→ What is expected: For the records below, print the lines from the line with "outline: bare earth patch" through the line with "outline: green tree" exactly as written; include both end lines and exclude the rest.

→ Supplied material:
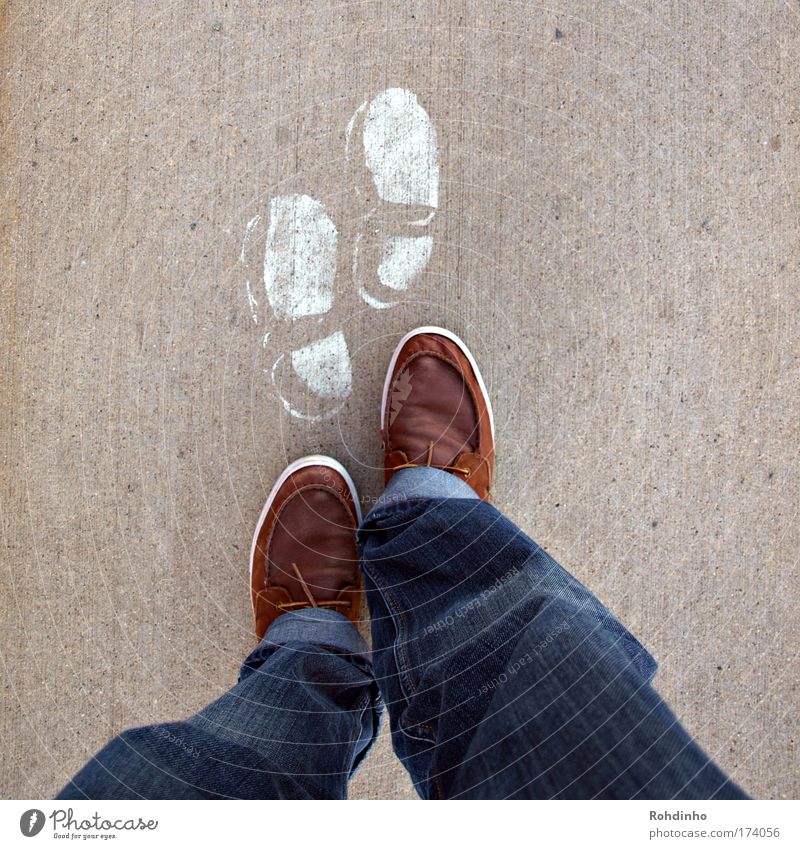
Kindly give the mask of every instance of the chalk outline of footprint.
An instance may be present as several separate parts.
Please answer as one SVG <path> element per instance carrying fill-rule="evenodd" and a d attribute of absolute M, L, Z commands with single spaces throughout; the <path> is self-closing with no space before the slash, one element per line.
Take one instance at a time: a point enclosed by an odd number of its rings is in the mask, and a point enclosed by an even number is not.
<path fill-rule="evenodd" d="M 256 325 L 259 311 L 265 314 L 262 345 L 277 354 L 265 371 L 292 416 L 330 418 L 352 391 L 350 352 L 334 301 L 389 309 L 428 265 L 439 206 L 436 142 L 430 116 L 407 89 L 385 89 L 356 109 L 347 125 L 345 166 L 361 209 L 358 226 L 344 234 L 351 250 L 351 285 L 344 292 L 335 291 L 339 232 L 320 201 L 278 195 L 266 220 L 259 213 L 247 223 L 240 252 L 247 301 Z M 263 262 L 256 266 L 253 256 L 262 245 Z M 263 295 L 256 297 L 259 277 Z M 285 397 L 287 355 L 306 400 L 325 406 L 322 412 L 300 410 Z"/>

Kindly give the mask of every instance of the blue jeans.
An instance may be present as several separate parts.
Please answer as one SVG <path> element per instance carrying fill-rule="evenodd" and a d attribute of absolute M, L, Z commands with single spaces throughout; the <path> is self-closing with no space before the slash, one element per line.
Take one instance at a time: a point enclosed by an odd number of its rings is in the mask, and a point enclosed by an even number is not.
<path fill-rule="evenodd" d="M 383 703 L 423 798 L 746 798 L 647 650 L 462 481 L 398 472 L 359 542 L 372 651 L 339 613 L 284 614 L 235 687 L 118 735 L 57 798 L 346 798 Z"/>

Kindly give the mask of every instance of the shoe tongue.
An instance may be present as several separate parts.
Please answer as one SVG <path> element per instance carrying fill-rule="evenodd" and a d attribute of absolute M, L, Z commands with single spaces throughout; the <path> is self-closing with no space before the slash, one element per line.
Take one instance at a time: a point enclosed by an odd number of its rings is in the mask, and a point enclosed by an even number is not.
<path fill-rule="evenodd" d="M 477 413 L 458 368 L 420 354 L 398 374 L 389 411 L 391 444 L 409 463 L 449 466 L 478 444 Z"/>

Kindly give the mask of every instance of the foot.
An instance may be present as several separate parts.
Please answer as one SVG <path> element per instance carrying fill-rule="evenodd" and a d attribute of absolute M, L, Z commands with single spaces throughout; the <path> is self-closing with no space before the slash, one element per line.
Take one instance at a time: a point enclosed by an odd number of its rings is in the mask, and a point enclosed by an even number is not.
<path fill-rule="evenodd" d="M 321 607 L 354 624 L 361 608 L 355 485 L 330 457 L 303 457 L 278 478 L 261 511 L 250 551 L 259 640 L 282 613 Z"/>
<path fill-rule="evenodd" d="M 484 500 L 494 474 L 494 420 L 475 359 L 449 330 L 419 327 L 395 349 L 383 387 L 386 483 L 399 469 L 432 466 Z"/>

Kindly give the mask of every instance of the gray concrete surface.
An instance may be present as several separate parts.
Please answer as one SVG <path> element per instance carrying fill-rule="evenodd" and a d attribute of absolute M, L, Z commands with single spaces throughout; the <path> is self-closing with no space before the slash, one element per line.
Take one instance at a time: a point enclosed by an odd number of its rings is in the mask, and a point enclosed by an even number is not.
<path fill-rule="evenodd" d="M 0 26 L 3 797 L 231 684 L 271 482 L 325 451 L 377 494 L 421 322 L 485 368 L 498 506 L 736 780 L 798 795 L 796 3 L 9 0 Z M 433 254 L 398 307 L 334 305 L 353 394 L 301 421 L 242 237 L 289 192 L 358 220 L 345 128 L 391 86 L 438 133 Z M 385 739 L 352 791 L 412 794 Z"/>

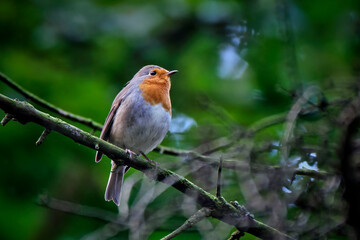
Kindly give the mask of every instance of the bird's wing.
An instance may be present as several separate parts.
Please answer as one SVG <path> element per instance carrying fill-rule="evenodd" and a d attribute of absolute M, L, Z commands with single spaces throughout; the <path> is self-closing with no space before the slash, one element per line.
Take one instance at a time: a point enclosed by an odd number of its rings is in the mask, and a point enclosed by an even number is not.
<path fill-rule="evenodd" d="M 109 112 L 109 114 L 108 114 L 108 116 L 107 116 L 107 118 L 105 120 L 104 127 L 103 127 L 103 129 L 101 131 L 100 139 L 103 139 L 105 141 L 109 139 L 110 131 L 111 131 L 111 128 L 112 128 L 112 125 L 113 125 L 113 122 L 114 122 L 114 116 L 115 116 L 117 110 L 119 109 L 122 101 L 127 96 L 127 93 L 129 92 L 130 87 L 131 87 L 131 85 L 127 84 L 126 87 L 124 87 L 119 92 L 119 94 L 115 97 L 115 99 L 114 99 L 114 101 L 112 103 L 110 112 Z M 103 155 L 102 152 L 97 151 L 96 155 L 95 155 L 95 162 L 100 162 L 102 155 Z"/>

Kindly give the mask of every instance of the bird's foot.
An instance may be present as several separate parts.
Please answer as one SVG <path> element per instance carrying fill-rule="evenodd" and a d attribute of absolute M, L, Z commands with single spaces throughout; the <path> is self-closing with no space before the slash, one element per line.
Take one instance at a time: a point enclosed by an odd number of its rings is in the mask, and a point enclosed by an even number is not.
<path fill-rule="evenodd" d="M 125 149 L 125 152 L 127 154 L 129 154 L 129 158 L 132 159 L 133 158 L 133 155 L 137 155 L 136 153 L 134 153 L 133 151 L 131 151 L 130 149 Z"/>
<path fill-rule="evenodd" d="M 141 155 L 143 155 L 143 156 L 144 156 L 144 158 L 145 158 L 146 160 L 148 160 L 148 162 L 149 162 L 149 163 L 152 163 L 152 164 L 154 164 L 154 165 L 155 165 L 155 167 L 157 167 L 157 165 L 158 165 L 158 163 L 157 163 L 157 162 L 155 162 L 155 161 L 151 160 L 150 158 L 148 158 L 148 157 L 146 156 L 146 154 L 145 154 L 145 153 L 143 153 L 143 152 L 141 152 L 141 151 L 140 151 L 140 154 L 141 154 Z"/>

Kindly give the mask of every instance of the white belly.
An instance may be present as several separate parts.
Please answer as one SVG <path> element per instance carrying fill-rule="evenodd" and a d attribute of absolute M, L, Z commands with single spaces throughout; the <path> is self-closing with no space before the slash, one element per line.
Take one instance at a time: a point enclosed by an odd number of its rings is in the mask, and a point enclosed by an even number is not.
<path fill-rule="evenodd" d="M 145 154 L 159 145 L 169 130 L 171 116 L 161 104 L 142 101 L 137 106 L 122 104 L 113 122 L 109 141 L 124 149 Z M 126 106 L 128 105 L 128 106 Z"/>

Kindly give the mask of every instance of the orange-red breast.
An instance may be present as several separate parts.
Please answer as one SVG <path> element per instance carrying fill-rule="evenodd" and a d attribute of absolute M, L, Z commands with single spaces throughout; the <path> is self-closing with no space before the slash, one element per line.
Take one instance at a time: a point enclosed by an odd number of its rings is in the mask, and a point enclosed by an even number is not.
<path fill-rule="evenodd" d="M 126 149 L 130 155 L 147 154 L 164 139 L 171 121 L 170 76 L 156 65 L 141 68 L 114 99 L 100 138 Z M 95 161 L 101 160 L 97 152 Z M 111 161 L 105 200 L 120 204 L 126 165 Z"/>

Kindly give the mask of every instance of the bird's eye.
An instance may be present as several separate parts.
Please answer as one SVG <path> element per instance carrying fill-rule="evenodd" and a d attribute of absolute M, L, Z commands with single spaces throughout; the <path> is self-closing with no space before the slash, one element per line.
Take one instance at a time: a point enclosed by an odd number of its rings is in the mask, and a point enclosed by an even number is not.
<path fill-rule="evenodd" d="M 155 76 L 155 75 L 156 75 L 156 71 L 151 71 L 151 72 L 150 72 L 150 75 Z"/>

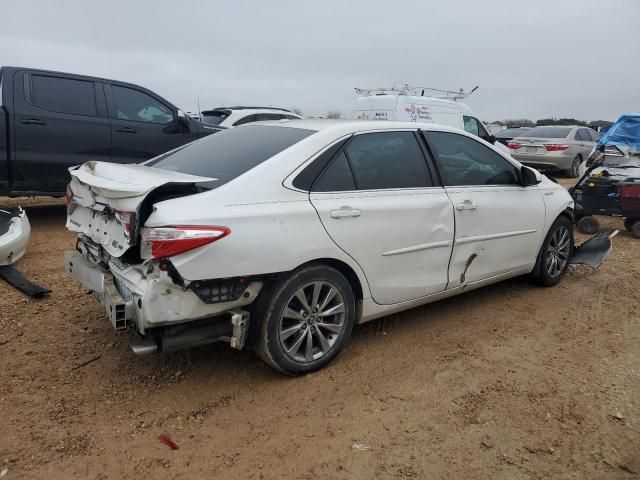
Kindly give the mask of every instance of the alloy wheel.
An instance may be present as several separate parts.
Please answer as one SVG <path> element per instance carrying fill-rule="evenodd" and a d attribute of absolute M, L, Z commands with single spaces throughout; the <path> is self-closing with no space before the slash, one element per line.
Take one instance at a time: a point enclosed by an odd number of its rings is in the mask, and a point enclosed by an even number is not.
<path fill-rule="evenodd" d="M 571 249 L 571 233 L 564 225 L 553 232 L 545 256 L 545 268 L 550 277 L 561 275 L 569 261 Z"/>
<path fill-rule="evenodd" d="M 308 283 L 286 303 L 278 334 L 286 355 L 296 362 L 315 361 L 332 349 L 345 328 L 345 304 L 335 285 Z"/>

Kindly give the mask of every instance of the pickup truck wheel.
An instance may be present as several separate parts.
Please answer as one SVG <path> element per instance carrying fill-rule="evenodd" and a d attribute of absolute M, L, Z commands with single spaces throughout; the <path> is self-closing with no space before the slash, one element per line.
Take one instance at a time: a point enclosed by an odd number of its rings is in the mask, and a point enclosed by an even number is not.
<path fill-rule="evenodd" d="M 631 225 L 631 235 L 633 235 L 634 238 L 640 238 L 640 220 L 636 220 L 633 222 L 633 225 Z"/>
<path fill-rule="evenodd" d="M 564 217 L 558 217 L 547 233 L 538 253 L 533 280 L 539 285 L 556 285 L 569 268 L 573 252 L 573 225 Z"/>
<path fill-rule="evenodd" d="M 268 292 L 260 308 L 258 355 L 287 375 L 318 370 L 346 344 L 355 318 L 351 285 L 337 270 L 312 265 Z"/>

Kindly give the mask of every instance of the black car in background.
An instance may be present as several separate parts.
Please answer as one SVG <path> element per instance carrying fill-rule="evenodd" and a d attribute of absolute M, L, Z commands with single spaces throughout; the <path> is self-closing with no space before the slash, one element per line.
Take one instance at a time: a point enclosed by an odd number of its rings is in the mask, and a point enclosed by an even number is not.
<path fill-rule="evenodd" d="M 68 168 L 137 163 L 221 130 L 116 80 L 0 68 L 0 195 L 63 196 Z"/>
<path fill-rule="evenodd" d="M 501 132 L 496 133 L 494 136 L 496 140 L 501 144 L 506 145 L 514 138 L 522 135 L 525 132 L 531 130 L 531 127 L 512 127 L 502 130 Z"/>

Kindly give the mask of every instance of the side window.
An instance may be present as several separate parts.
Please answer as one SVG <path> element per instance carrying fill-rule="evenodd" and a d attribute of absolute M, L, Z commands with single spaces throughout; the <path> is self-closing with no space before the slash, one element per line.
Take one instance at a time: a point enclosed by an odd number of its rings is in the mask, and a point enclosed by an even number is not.
<path fill-rule="evenodd" d="M 314 192 L 344 192 L 355 189 L 356 183 L 344 152 L 333 159 L 331 165 L 313 185 Z"/>
<path fill-rule="evenodd" d="M 591 137 L 591 141 L 592 142 L 597 142 L 598 140 L 600 140 L 602 138 L 602 135 L 600 135 L 595 130 L 589 129 L 589 130 L 587 130 L 587 132 L 589 132 L 589 136 Z"/>
<path fill-rule="evenodd" d="M 589 138 L 589 134 L 584 128 L 579 128 L 576 132 L 576 140 L 580 140 L 583 142 L 590 142 L 591 138 Z"/>
<path fill-rule="evenodd" d="M 282 120 L 282 115 L 279 113 L 258 113 L 256 114 L 256 122 L 263 120 Z"/>
<path fill-rule="evenodd" d="M 257 115 L 247 115 L 246 117 L 242 117 L 240 120 L 235 122 L 233 126 L 237 127 L 238 125 L 244 125 L 245 123 L 256 122 L 256 117 Z"/>
<path fill-rule="evenodd" d="M 433 186 L 412 132 L 356 135 L 345 152 L 358 190 Z"/>
<path fill-rule="evenodd" d="M 447 186 L 518 185 L 514 165 L 476 140 L 448 132 L 424 132 Z"/>
<path fill-rule="evenodd" d="M 172 123 L 175 120 L 169 107 L 146 93 L 118 85 L 112 85 L 111 91 L 116 107 L 116 117 L 119 120 L 159 123 L 161 125 Z"/>
<path fill-rule="evenodd" d="M 478 121 L 473 117 L 467 117 L 466 115 L 462 117 L 464 121 L 464 130 L 465 132 L 469 132 L 471 135 L 475 135 L 476 137 L 480 136 L 480 129 L 478 128 Z"/>
<path fill-rule="evenodd" d="M 96 116 L 93 82 L 31 75 L 31 103 L 51 112 Z"/>

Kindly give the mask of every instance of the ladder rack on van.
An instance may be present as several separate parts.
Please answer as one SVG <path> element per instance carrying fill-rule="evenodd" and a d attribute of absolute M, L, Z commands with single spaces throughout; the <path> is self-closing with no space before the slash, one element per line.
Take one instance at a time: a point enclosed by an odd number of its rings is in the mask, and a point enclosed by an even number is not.
<path fill-rule="evenodd" d="M 391 87 L 391 88 L 356 88 L 356 94 L 369 97 L 375 95 L 411 95 L 416 97 L 432 97 L 432 98 L 441 98 L 446 100 L 462 100 L 465 97 L 468 97 L 473 92 L 478 89 L 476 85 L 471 89 L 471 91 L 466 92 L 464 89 L 460 89 L 458 91 L 455 90 L 441 90 L 439 88 L 431 88 L 431 87 L 415 87 L 412 85 L 404 84 L 400 88 Z M 436 95 L 428 94 L 425 95 L 425 92 L 435 92 Z M 442 95 L 444 94 L 444 95 Z"/>

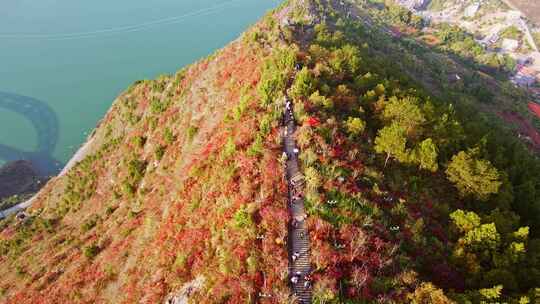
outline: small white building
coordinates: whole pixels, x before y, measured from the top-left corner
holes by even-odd
[[[489,43],[497,43],[499,41],[499,34],[493,34],[488,41]]]
[[[463,13],[463,16],[465,16],[467,18],[472,18],[472,17],[476,16],[476,13],[478,12],[479,9],[480,9],[480,3],[471,4],[471,5],[467,6],[467,8],[465,9],[465,12]]]
[[[521,19],[521,12],[520,11],[509,11],[506,13],[506,16],[509,20],[520,20]]]
[[[519,47],[519,41],[505,38],[502,41],[501,48],[506,52],[513,52]]]

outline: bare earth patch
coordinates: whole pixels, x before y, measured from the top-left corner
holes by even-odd
[[[540,25],[540,2],[531,0],[510,0],[517,6],[529,19]]]

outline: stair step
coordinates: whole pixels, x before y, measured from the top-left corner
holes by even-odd
[[[289,98],[287,98],[290,101]],[[292,102],[292,101],[291,101]],[[297,149],[296,141],[294,140],[294,133],[296,131],[296,123],[294,114],[292,111],[285,111],[283,121],[286,123],[287,136],[283,140],[285,152],[289,155],[293,154],[293,150]],[[283,133],[284,134],[284,133]],[[298,157],[290,157],[286,162],[286,174],[285,177],[288,182],[288,209],[292,219],[297,216],[303,216],[306,214],[304,199],[292,201],[293,195],[297,192],[303,192],[303,185],[292,186],[291,178],[300,173],[300,166],[298,164]],[[305,222],[296,223],[293,226],[294,220],[291,220],[289,225],[289,273],[292,275],[296,272],[300,272],[302,275],[310,274],[311,272],[311,247],[309,230],[307,229]],[[293,254],[299,254],[293,261]],[[304,278],[300,278],[299,282],[293,284],[293,293],[298,298],[298,303],[311,303],[311,286],[304,286]]]

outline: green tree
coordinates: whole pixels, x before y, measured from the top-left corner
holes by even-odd
[[[311,101],[314,105],[319,107],[324,107],[325,109],[332,109],[334,107],[334,103],[332,102],[332,99],[327,98],[324,95],[321,95],[321,93],[317,90],[309,96],[309,101]]]
[[[314,167],[308,167],[305,172],[306,187],[308,190],[316,191],[322,183],[322,177]]]
[[[407,134],[415,132],[418,126],[426,122],[418,99],[414,97],[391,97],[384,108],[383,118],[398,123],[405,128]]]
[[[336,74],[354,76],[360,68],[359,50],[347,44],[332,52],[329,65]]]
[[[501,236],[494,223],[483,224],[468,231],[460,242],[473,250],[495,250],[501,242]]]
[[[375,138],[375,152],[386,153],[385,167],[391,157],[401,162],[407,161],[408,152],[406,150],[407,138],[405,133],[405,128],[397,123],[379,130]]]
[[[432,283],[422,283],[416,287],[413,293],[410,293],[408,300],[412,304],[452,304],[444,292],[434,286]]]
[[[272,51],[272,56],[264,62],[261,81],[257,87],[261,105],[270,105],[282,94],[295,62],[296,51],[293,48],[276,48]]]
[[[353,136],[364,133],[366,129],[366,123],[358,117],[349,117],[345,125],[347,131]]]
[[[446,169],[448,180],[454,183],[461,196],[472,195],[486,200],[499,192],[502,182],[499,171],[488,160],[477,158],[478,150],[461,151],[452,157]]]
[[[503,286],[497,285],[493,286],[492,288],[484,288],[480,289],[480,294],[486,299],[486,300],[497,300],[501,296]]]
[[[450,219],[462,233],[467,233],[480,226],[480,217],[474,212],[458,209],[450,214]]]
[[[382,96],[386,92],[386,88],[384,87],[384,84],[382,83],[379,83],[378,85],[376,85],[373,90],[375,91],[375,94],[377,94],[377,96]]]
[[[314,86],[314,78],[311,72],[306,67],[303,67],[296,75],[291,87],[291,96],[294,98],[308,98],[313,93]]]
[[[458,247],[468,251],[495,250],[501,243],[501,235],[495,224],[481,224],[480,217],[472,211],[458,209],[450,214],[450,219],[463,235]]]
[[[496,223],[485,223],[491,217],[480,218],[474,212],[463,210],[454,211],[450,218],[460,236],[455,243],[453,258],[467,267],[470,273],[469,285],[476,288],[500,285],[508,291],[520,290],[520,284],[523,283],[520,282],[519,273],[524,271],[521,269],[523,263],[536,263],[532,257],[534,247],[527,257],[529,228],[502,232]],[[524,276],[526,280],[529,280],[531,274]],[[493,294],[496,290],[484,291]]]
[[[411,153],[411,161],[420,166],[421,169],[436,172],[439,169],[437,163],[437,146],[431,138],[422,141]]]

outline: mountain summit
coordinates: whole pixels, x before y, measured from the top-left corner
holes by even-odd
[[[384,13],[287,1],[133,84],[0,222],[2,302],[539,301],[540,162],[494,113],[517,93]]]

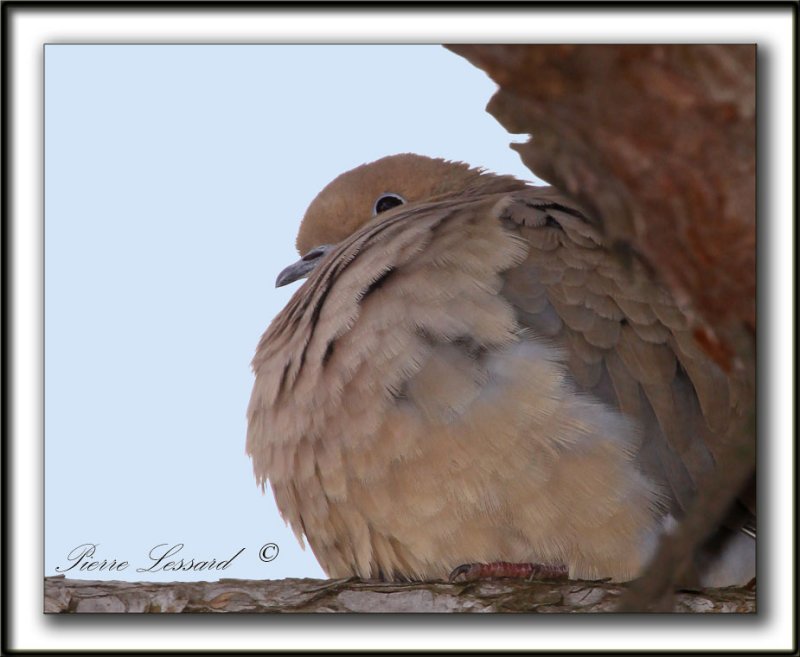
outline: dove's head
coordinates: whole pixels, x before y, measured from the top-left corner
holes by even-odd
[[[524,186],[511,176],[413,153],[362,164],[335,178],[311,202],[297,234],[303,257],[278,275],[276,286],[308,276],[333,246],[378,215],[405,205]]]

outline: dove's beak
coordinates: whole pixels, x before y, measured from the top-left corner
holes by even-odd
[[[315,246],[302,258],[300,258],[300,260],[293,262],[280,274],[278,274],[278,278],[275,279],[275,287],[283,287],[284,285],[294,283],[301,278],[306,278],[319,264],[322,256],[325,255],[330,248],[330,244]]]

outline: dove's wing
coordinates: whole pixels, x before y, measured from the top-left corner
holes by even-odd
[[[504,274],[518,320],[567,349],[579,389],[636,419],[643,466],[684,507],[747,408],[744,381],[698,347],[642,262],[609,249],[559,192],[511,194],[499,214],[530,246]]]

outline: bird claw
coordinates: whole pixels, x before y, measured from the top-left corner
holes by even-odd
[[[456,581],[456,579],[464,575],[464,580],[469,581],[468,573],[472,570],[475,566],[479,566],[480,564],[477,563],[462,563],[460,566],[456,566],[453,570],[450,571],[450,574],[447,576],[447,581],[451,584]]]

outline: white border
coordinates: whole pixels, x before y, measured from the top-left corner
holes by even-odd
[[[14,190],[13,307],[10,319],[16,344],[13,348],[14,448],[7,467],[13,473],[13,524],[7,538],[13,582],[10,598],[9,648],[53,649],[694,649],[767,650],[788,649],[792,633],[791,526],[792,490],[792,245],[794,180],[792,144],[792,14],[791,8],[765,10],[715,10],[664,8],[629,9],[503,9],[503,10],[15,10],[12,20],[12,87],[10,106],[13,125],[10,141],[13,161],[10,174]],[[685,619],[679,631],[672,619],[642,617],[583,617],[580,631],[572,629],[571,618],[525,617],[524,622],[504,619],[502,624],[459,622],[443,618],[418,619],[409,631],[406,619],[391,623],[377,619],[341,618],[341,622],[314,623],[304,627],[285,622],[237,622],[235,630],[216,622],[187,625],[185,618],[148,623],[146,631],[132,632],[117,619],[97,618],[91,623],[64,622],[42,615],[42,44],[84,42],[739,42],[757,43],[768,52],[769,88],[762,88],[761,125],[769,123],[770,177],[759,181],[759,193],[771,199],[771,216],[761,217],[774,227],[762,253],[769,253],[767,267],[774,289],[769,292],[773,316],[769,338],[779,345],[780,360],[770,367],[774,375],[770,398],[761,399],[761,412],[772,420],[774,441],[768,463],[761,471],[770,473],[772,508],[769,518],[780,518],[780,531],[771,535],[769,554],[774,560],[768,599],[760,587],[762,609],[759,619]],[[455,55],[454,55],[455,56]],[[488,99],[487,99],[488,100]],[[762,135],[763,137],[763,135]],[[6,145],[6,147],[8,144]],[[766,151],[766,149],[765,149]],[[763,206],[762,206],[763,207]],[[762,293],[766,291],[762,290]],[[763,329],[762,329],[763,330]],[[774,352],[773,352],[774,353]],[[763,356],[763,354],[761,354]],[[791,458],[790,458],[791,455]],[[775,492],[779,494],[775,494]],[[765,523],[762,522],[762,527]],[[768,616],[768,618],[764,618]],[[81,619],[86,621],[85,617]],[[126,620],[135,621],[127,617]],[[138,619],[140,620],[140,619]],[[216,619],[214,619],[216,620]],[[245,619],[240,619],[244,621]],[[330,620],[330,619],[329,619]],[[462,620],[465,620],[462,618]],[[489,620],[489,619],[487,619]],[[423,622],[424,621],[424,622]],[[450,622],[453,621],[453,622]],[[313,624],[313,631],[304,631]],[[229,623],[225,625],[230,626]],[[138,627],[138,623],[136,623]],[[403,630],[399,631],[398,630]]]

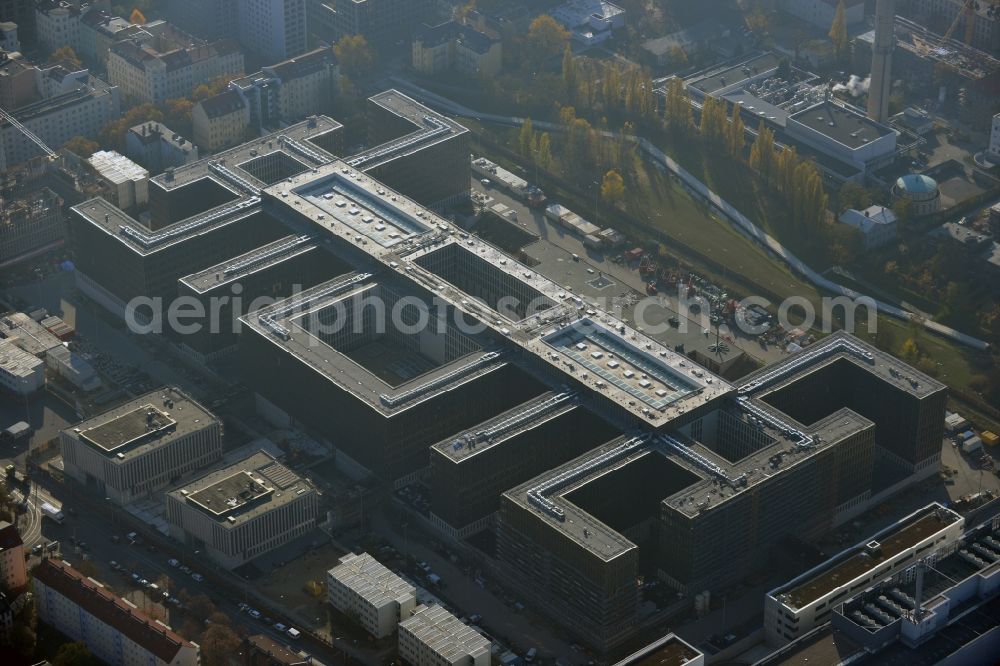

→ Response for this exercise:
outline: bare earth patch
coordinates: whole pixels, x before y, measured from the top-left corner
holes by even-odd
[[[540,25],[540,2],[531,0],[510,0],[517,6],[529,19]]]

outline: stair step
coordinates: whole pixels, x before y, measured from the top-left corner
holes by even-odd
[[[289,98],[287,98],[290,101]],[[292,102],[292,101],[291,101]],[[297,149],[296,141],[294,140],[294,133],[296,131],[296,123],[294,114],[292,111],[285,111],[283,121],[286,123],[287,136],[283,140],[285,152],[289,155],[293,154],[293,150]],[[283,133],[284,134],[284,133]],[[298,157],[290,157],[286,162],[286,174],[285,177],[288,182],[288,209],[292,219],[297,216],[303,216],[306,214],[304,199],[292,201],[293,195],[297,192],[303,192],[303,185],[292,186],[291,178],[300,173],[300,166],[298,164]],[[305,222],[296,223],[293,226],[294,220],[291,220],[289,225],[289,273],[292,275],[296,272],[300,272],[302,275],[310,274],[311,272],[311,247],[309,230],[307,229]],[[293,254],[299,254],[293,261]],[[304,278],[300,278],[299,282],[293,284],[293,293],[298,298],[298,303],[311,303],[311,286],[304,286]]]

outline: green tree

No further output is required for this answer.